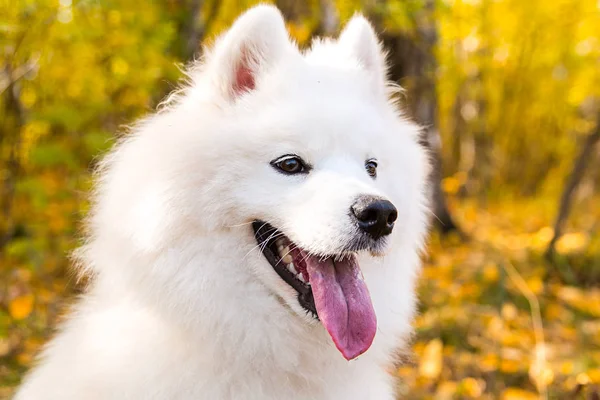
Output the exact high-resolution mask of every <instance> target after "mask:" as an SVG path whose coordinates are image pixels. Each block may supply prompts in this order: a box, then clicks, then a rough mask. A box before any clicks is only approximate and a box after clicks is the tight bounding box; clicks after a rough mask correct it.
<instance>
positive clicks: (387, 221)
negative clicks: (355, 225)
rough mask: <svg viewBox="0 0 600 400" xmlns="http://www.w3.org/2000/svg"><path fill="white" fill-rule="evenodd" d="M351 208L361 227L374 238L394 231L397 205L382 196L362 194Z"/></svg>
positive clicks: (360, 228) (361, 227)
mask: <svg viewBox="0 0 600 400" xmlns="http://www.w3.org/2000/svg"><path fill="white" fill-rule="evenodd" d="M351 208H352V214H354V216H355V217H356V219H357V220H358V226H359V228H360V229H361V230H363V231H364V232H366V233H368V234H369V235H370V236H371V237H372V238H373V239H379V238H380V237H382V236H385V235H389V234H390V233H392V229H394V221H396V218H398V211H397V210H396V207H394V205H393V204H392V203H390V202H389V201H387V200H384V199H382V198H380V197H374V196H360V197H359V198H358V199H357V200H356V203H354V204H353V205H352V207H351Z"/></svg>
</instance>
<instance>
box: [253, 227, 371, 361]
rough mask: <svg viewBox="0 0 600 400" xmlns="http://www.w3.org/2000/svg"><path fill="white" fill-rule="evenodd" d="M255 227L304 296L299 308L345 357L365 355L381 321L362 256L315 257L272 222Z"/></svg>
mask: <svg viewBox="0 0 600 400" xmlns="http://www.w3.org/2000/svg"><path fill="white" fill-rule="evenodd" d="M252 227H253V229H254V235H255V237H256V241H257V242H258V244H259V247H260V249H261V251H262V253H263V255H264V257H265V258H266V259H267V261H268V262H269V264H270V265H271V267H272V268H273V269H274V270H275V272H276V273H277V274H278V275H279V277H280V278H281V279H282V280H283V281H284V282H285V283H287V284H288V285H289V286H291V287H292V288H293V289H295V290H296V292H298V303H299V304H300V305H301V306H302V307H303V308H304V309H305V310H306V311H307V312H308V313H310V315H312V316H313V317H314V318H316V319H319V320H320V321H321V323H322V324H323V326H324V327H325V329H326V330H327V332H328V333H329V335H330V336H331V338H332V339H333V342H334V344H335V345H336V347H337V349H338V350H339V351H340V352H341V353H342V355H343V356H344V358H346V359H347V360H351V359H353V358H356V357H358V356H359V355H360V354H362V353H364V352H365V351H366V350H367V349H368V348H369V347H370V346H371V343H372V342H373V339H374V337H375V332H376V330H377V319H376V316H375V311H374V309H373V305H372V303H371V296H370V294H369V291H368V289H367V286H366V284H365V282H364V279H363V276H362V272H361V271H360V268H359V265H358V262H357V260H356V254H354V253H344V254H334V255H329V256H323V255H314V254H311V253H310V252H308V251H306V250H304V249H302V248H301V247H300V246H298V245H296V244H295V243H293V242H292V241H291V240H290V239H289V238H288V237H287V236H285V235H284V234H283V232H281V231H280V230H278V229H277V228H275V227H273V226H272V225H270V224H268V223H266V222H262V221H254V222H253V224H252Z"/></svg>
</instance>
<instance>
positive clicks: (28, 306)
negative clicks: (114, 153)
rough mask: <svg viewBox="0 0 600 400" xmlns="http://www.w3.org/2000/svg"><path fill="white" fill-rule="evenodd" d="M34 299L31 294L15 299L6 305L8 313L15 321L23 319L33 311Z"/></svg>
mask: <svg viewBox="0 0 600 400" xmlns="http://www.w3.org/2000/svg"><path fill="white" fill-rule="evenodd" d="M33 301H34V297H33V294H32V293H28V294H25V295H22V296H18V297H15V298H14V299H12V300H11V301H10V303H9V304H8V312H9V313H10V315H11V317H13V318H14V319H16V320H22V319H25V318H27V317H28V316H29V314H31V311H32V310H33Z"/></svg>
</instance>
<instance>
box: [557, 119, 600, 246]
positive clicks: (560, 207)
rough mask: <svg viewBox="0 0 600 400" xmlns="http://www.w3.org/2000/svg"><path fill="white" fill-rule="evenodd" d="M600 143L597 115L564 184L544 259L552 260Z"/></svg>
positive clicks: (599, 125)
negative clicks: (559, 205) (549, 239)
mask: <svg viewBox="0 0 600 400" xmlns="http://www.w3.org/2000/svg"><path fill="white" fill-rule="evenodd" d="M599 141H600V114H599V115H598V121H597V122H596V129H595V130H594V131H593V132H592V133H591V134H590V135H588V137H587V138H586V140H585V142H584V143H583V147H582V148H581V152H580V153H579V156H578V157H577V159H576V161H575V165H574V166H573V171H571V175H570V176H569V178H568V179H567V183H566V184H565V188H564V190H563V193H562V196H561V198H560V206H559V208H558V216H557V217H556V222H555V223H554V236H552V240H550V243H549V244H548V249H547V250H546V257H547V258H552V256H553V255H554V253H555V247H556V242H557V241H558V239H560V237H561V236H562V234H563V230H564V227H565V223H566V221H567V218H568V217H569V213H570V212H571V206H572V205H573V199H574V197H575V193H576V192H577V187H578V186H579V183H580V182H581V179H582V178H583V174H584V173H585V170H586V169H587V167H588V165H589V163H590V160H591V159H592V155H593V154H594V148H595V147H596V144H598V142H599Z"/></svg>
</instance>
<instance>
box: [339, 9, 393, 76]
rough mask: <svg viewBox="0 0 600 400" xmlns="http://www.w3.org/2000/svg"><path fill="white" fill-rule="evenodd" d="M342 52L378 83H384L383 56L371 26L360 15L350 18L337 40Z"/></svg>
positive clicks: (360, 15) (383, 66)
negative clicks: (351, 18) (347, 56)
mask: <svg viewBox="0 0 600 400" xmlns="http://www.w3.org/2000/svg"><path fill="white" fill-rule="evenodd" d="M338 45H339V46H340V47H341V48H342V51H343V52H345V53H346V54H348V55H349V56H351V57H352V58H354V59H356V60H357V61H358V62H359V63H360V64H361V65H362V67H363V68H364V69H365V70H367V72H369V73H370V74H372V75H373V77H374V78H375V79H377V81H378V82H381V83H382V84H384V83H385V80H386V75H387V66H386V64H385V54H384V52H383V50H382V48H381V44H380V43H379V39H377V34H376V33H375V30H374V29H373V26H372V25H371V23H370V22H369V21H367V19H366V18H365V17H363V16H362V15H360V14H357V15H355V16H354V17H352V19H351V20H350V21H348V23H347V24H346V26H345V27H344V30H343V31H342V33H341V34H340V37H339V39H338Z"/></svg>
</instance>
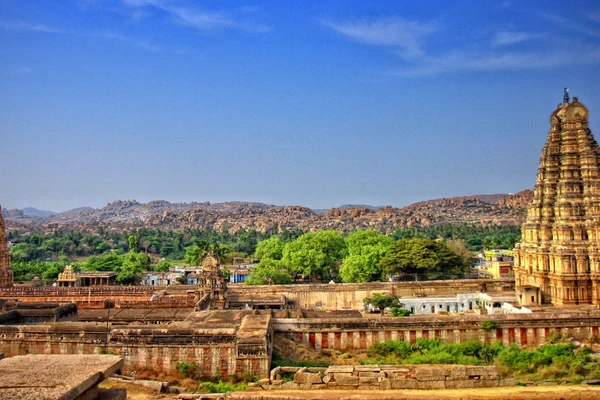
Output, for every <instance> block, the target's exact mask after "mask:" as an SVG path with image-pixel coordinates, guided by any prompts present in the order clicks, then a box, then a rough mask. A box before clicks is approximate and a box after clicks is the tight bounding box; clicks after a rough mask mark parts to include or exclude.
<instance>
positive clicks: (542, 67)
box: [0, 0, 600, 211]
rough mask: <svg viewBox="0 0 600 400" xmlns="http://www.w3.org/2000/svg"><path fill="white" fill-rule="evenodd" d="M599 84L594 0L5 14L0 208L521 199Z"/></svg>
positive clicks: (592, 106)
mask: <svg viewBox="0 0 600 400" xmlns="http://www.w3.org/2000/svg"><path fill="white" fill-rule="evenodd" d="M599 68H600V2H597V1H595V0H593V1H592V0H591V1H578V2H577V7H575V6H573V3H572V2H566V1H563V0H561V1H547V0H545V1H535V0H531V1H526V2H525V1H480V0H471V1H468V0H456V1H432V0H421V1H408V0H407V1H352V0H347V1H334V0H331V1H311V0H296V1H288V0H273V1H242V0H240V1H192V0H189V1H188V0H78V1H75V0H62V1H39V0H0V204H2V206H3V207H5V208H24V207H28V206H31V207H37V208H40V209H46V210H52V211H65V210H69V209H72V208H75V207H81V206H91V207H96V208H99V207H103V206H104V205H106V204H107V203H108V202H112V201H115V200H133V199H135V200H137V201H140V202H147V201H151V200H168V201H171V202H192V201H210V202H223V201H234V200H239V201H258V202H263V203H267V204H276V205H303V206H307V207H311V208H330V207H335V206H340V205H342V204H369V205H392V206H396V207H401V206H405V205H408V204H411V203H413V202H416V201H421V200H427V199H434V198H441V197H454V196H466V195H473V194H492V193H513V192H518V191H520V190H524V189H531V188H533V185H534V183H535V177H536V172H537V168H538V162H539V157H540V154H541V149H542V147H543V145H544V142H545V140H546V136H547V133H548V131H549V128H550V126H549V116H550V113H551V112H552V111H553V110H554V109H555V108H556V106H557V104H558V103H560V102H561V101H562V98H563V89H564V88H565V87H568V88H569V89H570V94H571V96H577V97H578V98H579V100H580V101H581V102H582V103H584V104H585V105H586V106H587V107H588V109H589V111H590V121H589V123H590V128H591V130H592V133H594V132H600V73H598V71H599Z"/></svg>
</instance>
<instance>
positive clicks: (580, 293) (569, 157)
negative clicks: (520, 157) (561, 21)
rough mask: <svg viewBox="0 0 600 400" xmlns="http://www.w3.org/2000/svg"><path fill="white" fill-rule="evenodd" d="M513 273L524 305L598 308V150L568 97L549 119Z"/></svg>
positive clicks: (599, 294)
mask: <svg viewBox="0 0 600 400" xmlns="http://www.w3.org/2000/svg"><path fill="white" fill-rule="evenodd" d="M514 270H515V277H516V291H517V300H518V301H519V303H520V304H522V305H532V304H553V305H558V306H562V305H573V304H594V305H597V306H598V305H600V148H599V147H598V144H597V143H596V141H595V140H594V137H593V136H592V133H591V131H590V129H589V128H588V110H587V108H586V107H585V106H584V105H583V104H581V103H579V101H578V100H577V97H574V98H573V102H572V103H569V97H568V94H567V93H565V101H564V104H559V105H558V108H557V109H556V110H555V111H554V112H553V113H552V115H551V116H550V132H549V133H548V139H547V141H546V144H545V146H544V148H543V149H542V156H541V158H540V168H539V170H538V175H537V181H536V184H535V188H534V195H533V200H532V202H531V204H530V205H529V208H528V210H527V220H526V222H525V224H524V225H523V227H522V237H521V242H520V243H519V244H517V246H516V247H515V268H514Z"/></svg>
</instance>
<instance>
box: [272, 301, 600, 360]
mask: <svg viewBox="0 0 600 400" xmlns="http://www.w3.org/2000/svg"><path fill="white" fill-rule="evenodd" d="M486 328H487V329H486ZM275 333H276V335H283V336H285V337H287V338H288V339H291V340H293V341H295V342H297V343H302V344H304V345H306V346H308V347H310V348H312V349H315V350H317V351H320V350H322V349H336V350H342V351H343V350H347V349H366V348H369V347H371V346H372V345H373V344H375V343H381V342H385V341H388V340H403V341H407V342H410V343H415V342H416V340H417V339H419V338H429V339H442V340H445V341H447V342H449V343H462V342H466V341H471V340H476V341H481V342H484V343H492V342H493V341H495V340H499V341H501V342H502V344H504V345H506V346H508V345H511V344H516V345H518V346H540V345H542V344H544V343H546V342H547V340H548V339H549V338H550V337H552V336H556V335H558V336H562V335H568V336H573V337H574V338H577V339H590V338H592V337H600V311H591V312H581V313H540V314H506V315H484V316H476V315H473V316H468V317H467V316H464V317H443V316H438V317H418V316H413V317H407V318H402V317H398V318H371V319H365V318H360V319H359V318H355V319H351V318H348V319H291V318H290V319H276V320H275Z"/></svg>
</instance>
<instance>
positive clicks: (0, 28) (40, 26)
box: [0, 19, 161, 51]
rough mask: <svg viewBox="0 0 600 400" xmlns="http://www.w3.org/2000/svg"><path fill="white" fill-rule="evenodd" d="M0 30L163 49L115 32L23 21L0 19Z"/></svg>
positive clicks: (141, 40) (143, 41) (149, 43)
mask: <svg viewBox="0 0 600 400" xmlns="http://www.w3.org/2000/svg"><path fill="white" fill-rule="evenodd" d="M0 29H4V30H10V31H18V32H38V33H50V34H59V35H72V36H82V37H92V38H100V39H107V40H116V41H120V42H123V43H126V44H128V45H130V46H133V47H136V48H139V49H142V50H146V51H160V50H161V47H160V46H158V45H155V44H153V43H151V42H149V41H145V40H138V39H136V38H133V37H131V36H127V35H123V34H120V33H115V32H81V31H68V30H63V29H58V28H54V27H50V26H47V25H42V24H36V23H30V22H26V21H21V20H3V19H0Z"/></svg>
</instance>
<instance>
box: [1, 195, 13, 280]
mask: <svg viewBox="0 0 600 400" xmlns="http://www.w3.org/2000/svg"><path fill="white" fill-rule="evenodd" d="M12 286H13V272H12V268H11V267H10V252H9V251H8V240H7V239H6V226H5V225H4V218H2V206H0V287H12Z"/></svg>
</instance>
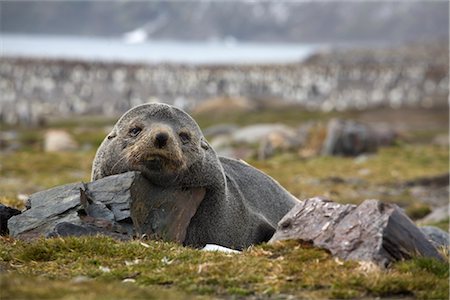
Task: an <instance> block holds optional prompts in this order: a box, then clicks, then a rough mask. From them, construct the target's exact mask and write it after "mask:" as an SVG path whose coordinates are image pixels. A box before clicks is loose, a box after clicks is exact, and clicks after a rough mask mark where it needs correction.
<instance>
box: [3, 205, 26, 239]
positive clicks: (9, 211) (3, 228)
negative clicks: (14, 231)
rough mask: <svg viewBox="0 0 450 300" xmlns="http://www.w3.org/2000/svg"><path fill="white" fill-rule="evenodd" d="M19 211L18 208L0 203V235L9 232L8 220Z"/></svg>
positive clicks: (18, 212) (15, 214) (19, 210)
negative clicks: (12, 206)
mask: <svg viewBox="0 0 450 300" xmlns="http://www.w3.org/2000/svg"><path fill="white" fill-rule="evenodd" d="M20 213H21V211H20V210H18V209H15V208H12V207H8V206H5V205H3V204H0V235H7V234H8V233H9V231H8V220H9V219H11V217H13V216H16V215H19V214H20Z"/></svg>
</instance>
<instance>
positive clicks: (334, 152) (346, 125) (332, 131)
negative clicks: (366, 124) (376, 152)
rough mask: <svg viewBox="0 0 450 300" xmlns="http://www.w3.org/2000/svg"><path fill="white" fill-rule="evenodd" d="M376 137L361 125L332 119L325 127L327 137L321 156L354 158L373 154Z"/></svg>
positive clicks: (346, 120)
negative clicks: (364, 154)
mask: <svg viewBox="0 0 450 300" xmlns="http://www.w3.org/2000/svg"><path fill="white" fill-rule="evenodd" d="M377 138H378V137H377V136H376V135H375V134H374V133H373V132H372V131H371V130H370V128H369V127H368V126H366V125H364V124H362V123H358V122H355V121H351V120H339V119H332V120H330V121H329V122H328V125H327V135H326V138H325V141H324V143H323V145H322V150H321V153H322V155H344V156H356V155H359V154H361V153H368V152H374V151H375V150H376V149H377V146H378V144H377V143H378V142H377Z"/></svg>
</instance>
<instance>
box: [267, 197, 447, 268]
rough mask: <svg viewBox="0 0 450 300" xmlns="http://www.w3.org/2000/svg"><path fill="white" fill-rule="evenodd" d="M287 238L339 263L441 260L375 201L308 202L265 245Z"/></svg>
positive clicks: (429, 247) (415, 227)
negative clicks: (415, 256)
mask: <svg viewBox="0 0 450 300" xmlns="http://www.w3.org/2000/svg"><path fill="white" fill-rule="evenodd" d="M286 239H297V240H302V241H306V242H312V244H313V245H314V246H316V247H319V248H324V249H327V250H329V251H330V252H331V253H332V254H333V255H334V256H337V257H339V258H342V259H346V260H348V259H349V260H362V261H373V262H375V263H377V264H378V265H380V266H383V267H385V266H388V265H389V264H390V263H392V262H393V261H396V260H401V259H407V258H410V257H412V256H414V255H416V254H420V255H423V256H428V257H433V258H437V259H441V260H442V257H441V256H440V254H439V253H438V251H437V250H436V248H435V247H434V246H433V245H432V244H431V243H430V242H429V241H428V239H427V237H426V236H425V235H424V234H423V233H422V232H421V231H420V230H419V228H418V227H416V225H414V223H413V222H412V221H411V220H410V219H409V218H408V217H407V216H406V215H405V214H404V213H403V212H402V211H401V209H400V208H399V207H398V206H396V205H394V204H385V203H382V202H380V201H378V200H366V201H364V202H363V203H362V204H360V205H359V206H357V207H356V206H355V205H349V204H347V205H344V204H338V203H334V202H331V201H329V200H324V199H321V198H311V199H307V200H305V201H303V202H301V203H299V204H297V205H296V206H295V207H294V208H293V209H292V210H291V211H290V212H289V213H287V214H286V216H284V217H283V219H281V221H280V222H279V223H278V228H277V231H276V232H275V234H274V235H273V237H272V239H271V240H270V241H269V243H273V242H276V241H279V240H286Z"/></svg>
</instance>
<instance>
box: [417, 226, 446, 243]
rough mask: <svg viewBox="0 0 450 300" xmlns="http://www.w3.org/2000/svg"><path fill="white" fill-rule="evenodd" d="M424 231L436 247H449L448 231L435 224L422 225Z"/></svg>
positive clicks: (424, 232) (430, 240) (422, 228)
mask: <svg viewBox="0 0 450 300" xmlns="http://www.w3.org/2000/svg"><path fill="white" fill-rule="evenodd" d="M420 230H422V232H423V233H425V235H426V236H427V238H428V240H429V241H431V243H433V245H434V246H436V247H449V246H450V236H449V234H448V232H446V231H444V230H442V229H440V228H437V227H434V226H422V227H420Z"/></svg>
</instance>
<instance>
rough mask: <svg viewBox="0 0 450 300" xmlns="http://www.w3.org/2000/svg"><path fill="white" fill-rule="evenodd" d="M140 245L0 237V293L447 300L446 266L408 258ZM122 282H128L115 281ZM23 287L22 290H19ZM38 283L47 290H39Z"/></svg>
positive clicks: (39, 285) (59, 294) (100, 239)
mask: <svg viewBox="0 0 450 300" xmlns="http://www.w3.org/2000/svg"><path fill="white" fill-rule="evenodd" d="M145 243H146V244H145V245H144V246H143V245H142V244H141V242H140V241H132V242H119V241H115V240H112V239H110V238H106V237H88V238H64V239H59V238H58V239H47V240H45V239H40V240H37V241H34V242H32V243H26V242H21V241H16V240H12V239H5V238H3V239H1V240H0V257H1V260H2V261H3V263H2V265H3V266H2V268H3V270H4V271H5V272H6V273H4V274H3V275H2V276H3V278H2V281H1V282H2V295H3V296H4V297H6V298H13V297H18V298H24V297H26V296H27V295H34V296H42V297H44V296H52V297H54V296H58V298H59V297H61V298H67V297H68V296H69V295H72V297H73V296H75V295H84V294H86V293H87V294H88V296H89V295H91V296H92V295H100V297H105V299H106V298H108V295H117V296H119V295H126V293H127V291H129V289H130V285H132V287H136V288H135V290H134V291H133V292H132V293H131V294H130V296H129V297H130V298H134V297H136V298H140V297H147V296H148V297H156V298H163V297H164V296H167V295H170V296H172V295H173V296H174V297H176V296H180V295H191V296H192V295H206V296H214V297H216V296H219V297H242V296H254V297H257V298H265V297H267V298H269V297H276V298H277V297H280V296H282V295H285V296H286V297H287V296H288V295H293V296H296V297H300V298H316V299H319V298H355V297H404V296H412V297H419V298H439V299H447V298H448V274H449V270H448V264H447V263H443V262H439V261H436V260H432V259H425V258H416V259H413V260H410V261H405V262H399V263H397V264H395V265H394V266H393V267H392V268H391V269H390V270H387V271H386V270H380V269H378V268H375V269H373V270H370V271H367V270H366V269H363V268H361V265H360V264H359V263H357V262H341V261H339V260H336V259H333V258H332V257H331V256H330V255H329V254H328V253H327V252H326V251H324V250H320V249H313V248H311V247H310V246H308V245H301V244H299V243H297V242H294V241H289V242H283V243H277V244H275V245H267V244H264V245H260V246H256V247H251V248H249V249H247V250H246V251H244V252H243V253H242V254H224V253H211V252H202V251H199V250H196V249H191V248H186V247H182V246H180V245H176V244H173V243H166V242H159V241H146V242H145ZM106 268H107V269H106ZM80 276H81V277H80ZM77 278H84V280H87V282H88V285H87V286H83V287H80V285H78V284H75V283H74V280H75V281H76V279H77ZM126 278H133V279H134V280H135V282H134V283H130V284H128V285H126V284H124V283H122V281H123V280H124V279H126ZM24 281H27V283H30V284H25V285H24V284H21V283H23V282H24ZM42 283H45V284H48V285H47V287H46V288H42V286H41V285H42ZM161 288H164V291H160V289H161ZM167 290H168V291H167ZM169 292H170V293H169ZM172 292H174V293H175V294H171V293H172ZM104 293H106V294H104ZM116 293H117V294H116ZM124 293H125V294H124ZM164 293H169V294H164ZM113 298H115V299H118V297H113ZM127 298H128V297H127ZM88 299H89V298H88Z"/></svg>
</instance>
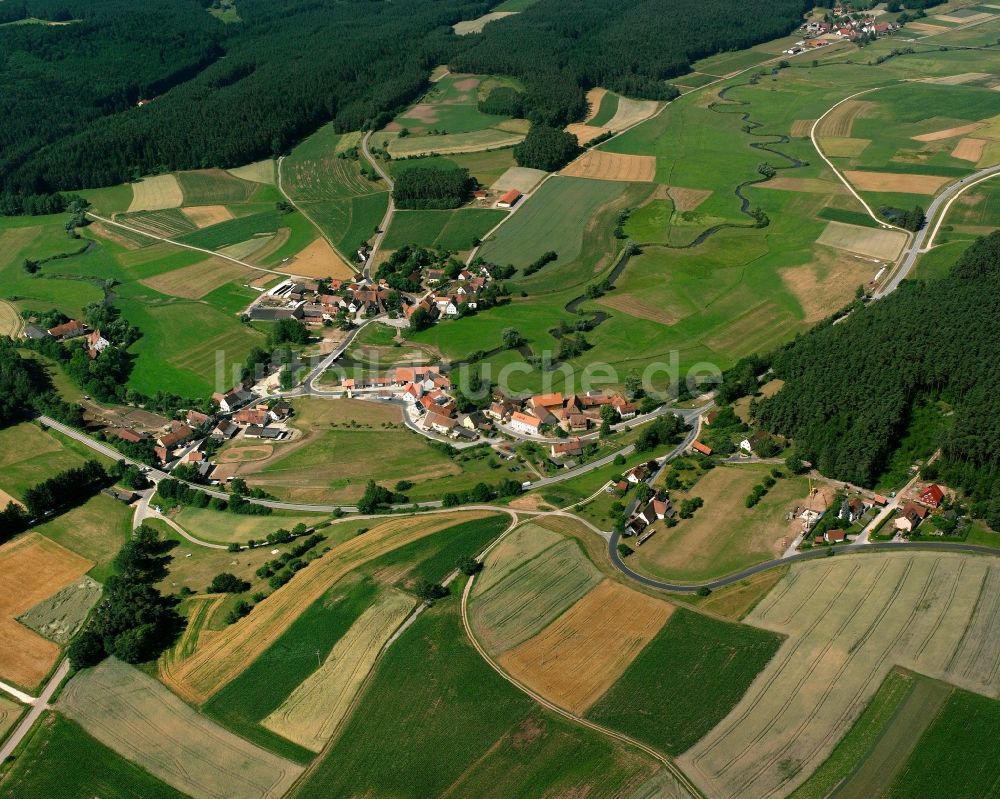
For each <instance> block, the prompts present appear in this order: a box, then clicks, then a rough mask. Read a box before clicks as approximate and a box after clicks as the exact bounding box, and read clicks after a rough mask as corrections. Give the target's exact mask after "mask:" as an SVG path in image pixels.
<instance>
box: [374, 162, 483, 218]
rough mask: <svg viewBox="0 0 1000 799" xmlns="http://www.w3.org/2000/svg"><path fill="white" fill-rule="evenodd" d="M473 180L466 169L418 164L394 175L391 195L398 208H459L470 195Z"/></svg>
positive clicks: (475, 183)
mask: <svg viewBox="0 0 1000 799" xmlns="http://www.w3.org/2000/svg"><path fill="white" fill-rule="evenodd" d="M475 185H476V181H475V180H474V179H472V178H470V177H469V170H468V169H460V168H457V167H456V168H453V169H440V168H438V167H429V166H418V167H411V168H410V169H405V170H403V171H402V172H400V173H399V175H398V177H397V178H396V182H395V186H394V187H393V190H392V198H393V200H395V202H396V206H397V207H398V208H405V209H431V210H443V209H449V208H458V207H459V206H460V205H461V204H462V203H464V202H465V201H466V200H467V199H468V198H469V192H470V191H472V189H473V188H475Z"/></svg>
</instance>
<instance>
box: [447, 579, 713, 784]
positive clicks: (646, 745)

EXERCISE PROMPT: Could you output the lines from the one containing "30L163 49L115 32L23" through the one containing "positive clicks: (141, 40)", both included, as a numbered list with any blank lines left out?

TASK ANSWER:
1. rough mask: <svg viewBox="0 0 600 400" xmlns="http://www.w3.org/2000/svg"><path fill="white" fill-rule="evenodd" d="M0 30L163 49L115 32L23 21L0 19Z"/></svg>
2. positive clicks: (141, 40) (143, 41) (149, 43)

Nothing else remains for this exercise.